**WHAT TO PRODUCE**
In every item below, change "bounding box" to "box" and keep everything else the same. Leave out the pictures.

**INFORMATION SHOWN**
»»

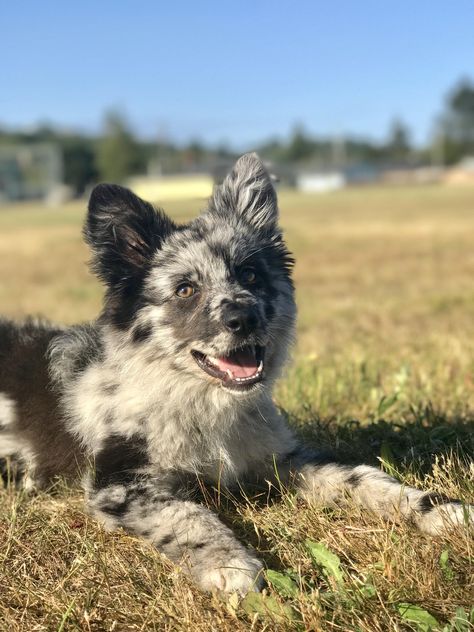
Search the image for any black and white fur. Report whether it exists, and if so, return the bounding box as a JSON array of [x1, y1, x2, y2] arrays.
[[0, 154, 472, 593]]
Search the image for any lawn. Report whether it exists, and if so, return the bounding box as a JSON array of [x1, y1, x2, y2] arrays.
[[0, 186, 474, 632]]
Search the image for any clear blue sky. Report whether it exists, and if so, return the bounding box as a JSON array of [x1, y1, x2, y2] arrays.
[[0, 0, 474, 148]]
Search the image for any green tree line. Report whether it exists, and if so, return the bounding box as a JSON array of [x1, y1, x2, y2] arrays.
[[0, 79, 474, 195]]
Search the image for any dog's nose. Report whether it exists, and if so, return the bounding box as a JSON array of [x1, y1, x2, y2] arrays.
[[222, 303, 258, 336]]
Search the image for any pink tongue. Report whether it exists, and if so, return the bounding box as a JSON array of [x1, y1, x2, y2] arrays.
[[217, 350, 258, 377]]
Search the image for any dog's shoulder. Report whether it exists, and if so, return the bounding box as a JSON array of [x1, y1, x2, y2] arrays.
[[48, 323, 103, 388]]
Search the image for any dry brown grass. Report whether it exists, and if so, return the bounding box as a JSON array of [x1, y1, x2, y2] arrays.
[[0, 187, 474, 632]]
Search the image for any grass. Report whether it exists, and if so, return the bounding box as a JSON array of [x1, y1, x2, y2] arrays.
[[0, 187, 474, 632]]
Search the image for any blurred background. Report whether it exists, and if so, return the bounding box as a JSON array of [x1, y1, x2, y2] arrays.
[[0, 0, 474, 419]]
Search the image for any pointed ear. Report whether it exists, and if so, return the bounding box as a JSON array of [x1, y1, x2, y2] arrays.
[[84, 184, 176, 288], [210, 153, 278, 230]]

««

**TASK ANSWER**
Search the image for any black and white fur. Report whether it exists, and if so, return the box as a JSON array of [x1, y1, x2, y2] arrays.
[[0, 154, 472, 593]]
Search the image for any lawn. Report whether it exists, and if so, return the box as a JSON array of [x1, y1, x2, y2] arrays.
[[0, 186, 474, 632]]
Search the image for any clear blue sky. Report whether it exists, and if so, return the box as a JSON array of [x1, y1, x2, y2] arrays.
[[0, 0, 474, 148]]
Search the image for any green tree line. Report whether it exists, and if so, return the box as a JSON array of [x1, y1, x2, y2] arrays.
[[0, 79, 474, 195]]
Search the image for any dog's nose. Report whether it exists, and if so, return the box as a JSON array of [x1, y1, x2, y2] arrays.
[[222, 303, 258, 336]]
Search the image for any pink tongue. Report whether it exists, and if so, return the box as a JSON array of [x1, y1, x2, y2] arrays.
[[217, 350, 258, 377]]
Search the image for any dog's shoulder. Report whether it exists, and if so, return the box as a JSON array of [x1, y1, x2, y2] arrays.
[[48, 323, 103, 388]]
Search the image for any dry brown grass. Report whether it exists, and if so, return the box as a JSON array of [x1, y1, x2, y2] arrays.
[[0, 187, 474, 632]]
Search the image for any grass. Report whether it exists, and if so, return the box as a JSON array of [x1, y1, x2, y2] arrays.
[[0, 187, 474, 632]]
Search the image for any blurred background. Report whether it exists, and if so, return the box as a JSON array of [x1, y1, x2, y2] arrays.
[[0, 0, 474, 419]]
Search the image for any pointed ear. Report whether it exists, and if so, return the box as a JSON array of [x1, y1, x2, y2] arrays.
[[84, 184, 176, 288], [210, 153, 278, 230]]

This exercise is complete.